EXCERPTED DATA =>
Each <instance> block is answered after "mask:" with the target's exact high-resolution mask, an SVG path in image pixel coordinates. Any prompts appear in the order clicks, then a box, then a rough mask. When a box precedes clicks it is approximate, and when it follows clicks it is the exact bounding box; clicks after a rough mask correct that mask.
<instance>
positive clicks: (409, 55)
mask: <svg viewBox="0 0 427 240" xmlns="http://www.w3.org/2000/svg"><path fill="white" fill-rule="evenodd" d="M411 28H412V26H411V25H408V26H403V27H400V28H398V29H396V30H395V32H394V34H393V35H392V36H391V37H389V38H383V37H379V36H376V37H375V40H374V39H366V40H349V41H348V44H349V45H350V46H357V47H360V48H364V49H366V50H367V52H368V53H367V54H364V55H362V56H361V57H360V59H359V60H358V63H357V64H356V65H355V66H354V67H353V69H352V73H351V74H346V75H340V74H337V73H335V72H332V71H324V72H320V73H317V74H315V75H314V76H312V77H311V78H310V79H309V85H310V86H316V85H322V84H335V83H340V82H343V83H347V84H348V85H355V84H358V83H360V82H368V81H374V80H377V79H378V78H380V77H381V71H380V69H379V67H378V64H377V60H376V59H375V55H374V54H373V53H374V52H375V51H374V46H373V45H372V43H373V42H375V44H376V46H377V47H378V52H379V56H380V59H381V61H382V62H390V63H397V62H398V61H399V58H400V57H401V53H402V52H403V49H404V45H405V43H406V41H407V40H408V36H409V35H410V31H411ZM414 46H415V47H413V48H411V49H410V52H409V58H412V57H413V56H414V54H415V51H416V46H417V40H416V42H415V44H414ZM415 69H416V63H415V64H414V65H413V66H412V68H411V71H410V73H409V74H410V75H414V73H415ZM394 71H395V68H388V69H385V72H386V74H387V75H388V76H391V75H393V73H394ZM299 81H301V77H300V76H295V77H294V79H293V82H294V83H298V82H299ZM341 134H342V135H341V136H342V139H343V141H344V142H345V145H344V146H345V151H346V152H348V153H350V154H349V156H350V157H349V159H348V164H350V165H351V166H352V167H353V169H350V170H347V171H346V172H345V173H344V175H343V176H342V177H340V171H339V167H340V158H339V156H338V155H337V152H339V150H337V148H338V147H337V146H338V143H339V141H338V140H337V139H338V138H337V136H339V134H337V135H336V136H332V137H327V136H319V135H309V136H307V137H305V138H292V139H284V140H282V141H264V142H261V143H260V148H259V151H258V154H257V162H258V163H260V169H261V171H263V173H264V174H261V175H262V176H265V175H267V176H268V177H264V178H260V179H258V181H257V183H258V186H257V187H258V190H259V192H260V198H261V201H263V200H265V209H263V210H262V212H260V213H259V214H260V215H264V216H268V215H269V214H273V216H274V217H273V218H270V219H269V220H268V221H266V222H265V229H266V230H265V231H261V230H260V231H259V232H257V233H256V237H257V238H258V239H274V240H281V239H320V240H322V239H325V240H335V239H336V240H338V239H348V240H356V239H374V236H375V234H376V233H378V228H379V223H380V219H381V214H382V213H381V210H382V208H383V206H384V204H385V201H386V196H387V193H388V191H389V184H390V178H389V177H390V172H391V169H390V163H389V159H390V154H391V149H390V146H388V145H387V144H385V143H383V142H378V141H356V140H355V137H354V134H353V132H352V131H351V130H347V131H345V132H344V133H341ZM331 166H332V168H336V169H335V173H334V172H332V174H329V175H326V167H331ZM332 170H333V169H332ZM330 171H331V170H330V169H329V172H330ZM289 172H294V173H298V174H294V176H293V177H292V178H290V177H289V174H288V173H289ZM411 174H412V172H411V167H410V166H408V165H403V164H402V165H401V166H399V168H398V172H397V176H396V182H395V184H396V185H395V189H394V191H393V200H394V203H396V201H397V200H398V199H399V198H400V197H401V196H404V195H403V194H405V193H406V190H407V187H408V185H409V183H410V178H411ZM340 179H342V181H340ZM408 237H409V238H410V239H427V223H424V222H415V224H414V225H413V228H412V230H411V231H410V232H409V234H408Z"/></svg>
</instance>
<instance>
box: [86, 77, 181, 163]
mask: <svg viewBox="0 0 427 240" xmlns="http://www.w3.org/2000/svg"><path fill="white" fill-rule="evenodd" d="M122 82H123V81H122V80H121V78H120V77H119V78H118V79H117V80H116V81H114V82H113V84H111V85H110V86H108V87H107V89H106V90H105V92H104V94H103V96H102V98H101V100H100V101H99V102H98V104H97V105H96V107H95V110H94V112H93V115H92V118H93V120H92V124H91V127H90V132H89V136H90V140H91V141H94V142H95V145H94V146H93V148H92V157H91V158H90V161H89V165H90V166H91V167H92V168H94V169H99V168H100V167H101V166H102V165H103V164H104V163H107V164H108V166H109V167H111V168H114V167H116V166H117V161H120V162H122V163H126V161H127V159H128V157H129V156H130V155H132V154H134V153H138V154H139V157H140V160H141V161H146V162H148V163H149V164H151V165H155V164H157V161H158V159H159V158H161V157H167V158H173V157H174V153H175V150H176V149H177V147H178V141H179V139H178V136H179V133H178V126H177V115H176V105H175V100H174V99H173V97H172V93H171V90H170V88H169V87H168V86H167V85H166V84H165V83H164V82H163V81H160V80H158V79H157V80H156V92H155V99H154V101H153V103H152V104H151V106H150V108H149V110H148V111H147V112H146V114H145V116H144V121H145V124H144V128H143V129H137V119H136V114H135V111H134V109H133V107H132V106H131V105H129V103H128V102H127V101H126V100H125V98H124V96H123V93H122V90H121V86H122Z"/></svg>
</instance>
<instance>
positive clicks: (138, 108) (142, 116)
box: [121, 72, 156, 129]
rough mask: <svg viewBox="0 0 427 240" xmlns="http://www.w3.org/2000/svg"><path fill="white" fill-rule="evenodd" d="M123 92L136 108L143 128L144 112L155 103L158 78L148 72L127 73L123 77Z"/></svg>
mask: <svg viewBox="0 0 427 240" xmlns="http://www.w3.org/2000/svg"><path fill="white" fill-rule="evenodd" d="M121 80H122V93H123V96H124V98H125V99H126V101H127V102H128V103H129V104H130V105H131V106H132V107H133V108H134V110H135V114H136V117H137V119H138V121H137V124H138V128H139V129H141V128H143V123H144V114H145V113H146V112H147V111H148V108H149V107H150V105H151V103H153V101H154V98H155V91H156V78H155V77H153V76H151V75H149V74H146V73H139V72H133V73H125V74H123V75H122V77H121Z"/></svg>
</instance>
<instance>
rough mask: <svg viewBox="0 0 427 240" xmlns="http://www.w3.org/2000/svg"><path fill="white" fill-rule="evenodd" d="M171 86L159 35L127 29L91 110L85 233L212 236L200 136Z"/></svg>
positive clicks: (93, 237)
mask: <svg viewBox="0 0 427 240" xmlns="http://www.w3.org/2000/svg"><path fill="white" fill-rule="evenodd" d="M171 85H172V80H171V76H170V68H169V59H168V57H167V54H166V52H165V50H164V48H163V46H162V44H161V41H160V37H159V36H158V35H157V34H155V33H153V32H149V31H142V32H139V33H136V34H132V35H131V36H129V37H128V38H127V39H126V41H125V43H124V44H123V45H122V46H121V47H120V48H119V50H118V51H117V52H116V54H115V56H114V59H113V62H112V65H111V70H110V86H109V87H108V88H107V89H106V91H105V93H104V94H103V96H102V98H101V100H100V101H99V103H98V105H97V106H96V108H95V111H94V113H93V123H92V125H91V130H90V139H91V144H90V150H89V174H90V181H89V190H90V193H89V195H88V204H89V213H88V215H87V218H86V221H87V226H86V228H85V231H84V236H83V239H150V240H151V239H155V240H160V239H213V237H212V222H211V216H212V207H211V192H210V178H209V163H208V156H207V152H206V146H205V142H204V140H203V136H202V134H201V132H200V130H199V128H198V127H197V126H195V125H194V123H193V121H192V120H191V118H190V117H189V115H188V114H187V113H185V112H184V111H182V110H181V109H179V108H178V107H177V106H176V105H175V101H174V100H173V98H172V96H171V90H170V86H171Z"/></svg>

WHAT TO DO =>
Begin with the line above that has "positive clicks: (138, 108) (142, 116)" and continue through the line that has "86L159 35L127 29L91", setting each one down exactly. Stop there.

ANSWER AREA =>
positive clicks: (138, 108) (142, 116)
box: [121, 72, 156, 129]
rough mask: <svg viewBox="0 0 427 240" xmlns="http://www.w3.org/2000/svg"><path fill="white" fill-rule="evenodd" d="M123 92L136 108L143 128L144 112L155 103L158 78L148 72L127 73L123 77Z"/></svg>
mask: <svg viewBox="0 0 427 240" xmlns="http://www.w3.org/2000/svg"><path fill="white" fill-rule="evenodd" d="M121 80H122V93H123V96H124V98H125V99H126V101H127V102H128V103H129V104H130V105H131V106H132V107H133V108H134V110H135V114H136V117H137V119H138V121H137V124H138V128H139V129H141V128H143V123H144V114H145V113H146V112H147V111H148V108H149V107H150V105H151V103H153V101H154V98H155V91H156V78H155V77H153V76H151V75H149V74H146V73H139V72H133V73H125V74H123V75H122V77H121Z"/></svg>
</instance>
<instance>
rough mask: <svg viewBox="0 0 427 240" xmlns="http://www.w3.org/2000/svg"><path fill="white" fill-rule="evenodd" d="M171 86L159 35L127 29L91 110L85 233L212 236L200 136Z"/></svg>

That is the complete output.